EISEN OEFENING:
**a.** Leg uit waarom de tekst over telwoorden afraadt om "De drie eerste kinderen" te gebruiken in de betekenis van "De eerste drie kinderen".
**b.** Neem uit de tekst over telwoorden letterlijk het stuk over van "(4a) Die gáve" tot en met "(delen) stuur ik terug.)".
**c.** Geef bij elke bewering aan of ze klopt met de tekst over telwoorden: (i) in (1b) gaat het om één groep kinderen; (ii) naast een rangtelwoord kan in de derde positie ook een andere adjectivische constituent staan, meestal een overtreffende trap; (iii) het rangtelwoord kan alleen vóór het bepaalde hoofdtelwoord staan. Antwoord telkens met ja of nee en citeer de woorden uit de tekst die de doorslag geven.

AANGELEVERDE TEKST:
-=-=-=-=-

Adjectieven en equivalenten
 
[ 14·4·6·1 ]
 
Als in de vierde positie een bepaald hoofdtelwoord staat, dan kan er een lidwoord, genitief of voornaamwoord (in de tweede positie) gevolgd door een rangtelwoord (in de derde positie) aan voorafgaan (zie (1a)). Het rangtelwoord kan er echter ook op volgen. Het is dan een voorbepaling bij de kern van de naamwoordelijke constituent (zie (1b)). Vergelijk:

(1a) De eerste drie kinderen (kregen een prijs.)
(1b) De drie eerste kinderen (kregen een prijs.)

Tussen beide constructies bestaat er een betekenisverschil. In (1a) gaat het om één groep kinderen, waarvan de nummers één, twee en drie een prijs kregen. In (1b) gaat het daarentegen over drie groepen kinderen waarvan telkens het eerste kind uit de reeks een prijs kreeg. Met die betekenis is alleen de constructie mogelijk waarin het rangtelwoord voorbepaling is bij de kern. In de praktijk komt deze laatste constructie ook voor in de betekenis van (1a), maar dit gebruik is niet aan te bevelen omdat daardoor misverstand over de precieze bedoeling kan ontstaan.
     In de derde positie kan behalve een rangtelwoord ook een andere adjectivische constituent voorkomen, meestal een overtreffende trap, bijv.:

(2) de oudste twee kinderen
(3) de beste drie kandidaten

Deze adjectivische constituent kan dan ten opzichte van de combinatie bepaald hoofdtelwoord + substantief beperkend gebruikt worden en krijgt soms (met name als het geen overtreffende trap betreft) een extra accent (bijv. een contrastaccent). Met behoud van dat accentpatroon kan in dergelijke gevallen de adjectivische constituent ook als voorbepaling van de kern in de naamwoordelijke constituent optreden. Vergelijk bijv. met elkaar:

(4a) Die gáve twee delen (houd ik, maar die kapótte (twee delen) stuur ik terug.)
(4b) Die twee gáve delen (houd ik, maar die (twee) kapótte (delen) stuur ik terug.)

-=-=-=-=-

Voorbeelden van het labelen van punten
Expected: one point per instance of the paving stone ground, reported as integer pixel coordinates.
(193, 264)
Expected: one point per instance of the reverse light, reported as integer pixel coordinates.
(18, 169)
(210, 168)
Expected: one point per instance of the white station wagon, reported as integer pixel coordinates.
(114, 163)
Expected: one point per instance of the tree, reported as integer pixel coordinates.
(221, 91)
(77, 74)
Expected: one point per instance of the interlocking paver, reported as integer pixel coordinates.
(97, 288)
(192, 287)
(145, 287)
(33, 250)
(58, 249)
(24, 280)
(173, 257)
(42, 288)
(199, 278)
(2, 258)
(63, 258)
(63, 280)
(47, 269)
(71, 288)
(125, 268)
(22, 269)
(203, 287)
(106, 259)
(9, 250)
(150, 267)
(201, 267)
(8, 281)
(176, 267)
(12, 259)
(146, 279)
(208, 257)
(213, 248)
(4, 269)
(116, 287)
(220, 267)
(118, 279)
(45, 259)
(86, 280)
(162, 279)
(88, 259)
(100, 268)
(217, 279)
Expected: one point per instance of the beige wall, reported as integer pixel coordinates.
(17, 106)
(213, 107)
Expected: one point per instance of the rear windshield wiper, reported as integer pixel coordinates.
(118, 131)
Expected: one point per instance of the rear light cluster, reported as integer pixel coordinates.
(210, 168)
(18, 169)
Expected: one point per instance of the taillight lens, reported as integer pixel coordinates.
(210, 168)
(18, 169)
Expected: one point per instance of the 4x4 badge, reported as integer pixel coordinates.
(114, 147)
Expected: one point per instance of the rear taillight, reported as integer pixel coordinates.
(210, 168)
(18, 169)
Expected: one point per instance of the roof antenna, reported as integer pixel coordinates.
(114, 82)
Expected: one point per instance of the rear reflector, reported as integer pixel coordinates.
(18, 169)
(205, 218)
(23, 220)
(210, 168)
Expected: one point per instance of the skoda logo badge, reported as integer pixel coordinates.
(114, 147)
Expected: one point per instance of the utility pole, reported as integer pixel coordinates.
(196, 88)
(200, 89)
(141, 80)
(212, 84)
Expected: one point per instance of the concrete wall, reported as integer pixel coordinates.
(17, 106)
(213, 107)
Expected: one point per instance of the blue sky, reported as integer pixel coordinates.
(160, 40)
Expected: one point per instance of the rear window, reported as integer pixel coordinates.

-=-=-=-=-

ANTWOORDEN PER OPDRACHT:
**a.** Dat gebruik komt in de praktijk wel voor, maar de tekst raadt het af omdat er dan misverstand kan ontstaan over wat precies bedoeld wordt. "De drie eerste kinderen" kan namelijk ook slaan op drie groepen kinderen, waarbij telkens het eerste kind uit de reeks een prijs kreeg.

**b.**
(4a) Die gáve twee delen (houd ik, maar die kapótte (twee delen) stuur ik terug.)
(4b) Die twee gáve delen (houd ik, maar die (twee) kapótte (delen) stuur ik terug.)

**c.**
(i) Nee: "In (1b) gaat het daarentegen over drie groepen kinderen"
(ii) Ja: "In de derde positie kan behalve een rangtelwoord ook een andere adjectivische constituent voorkomen, meestal een overtreffende trap"
(iii) Nee: "Het rangtelwoord kan er echter ook op volgen."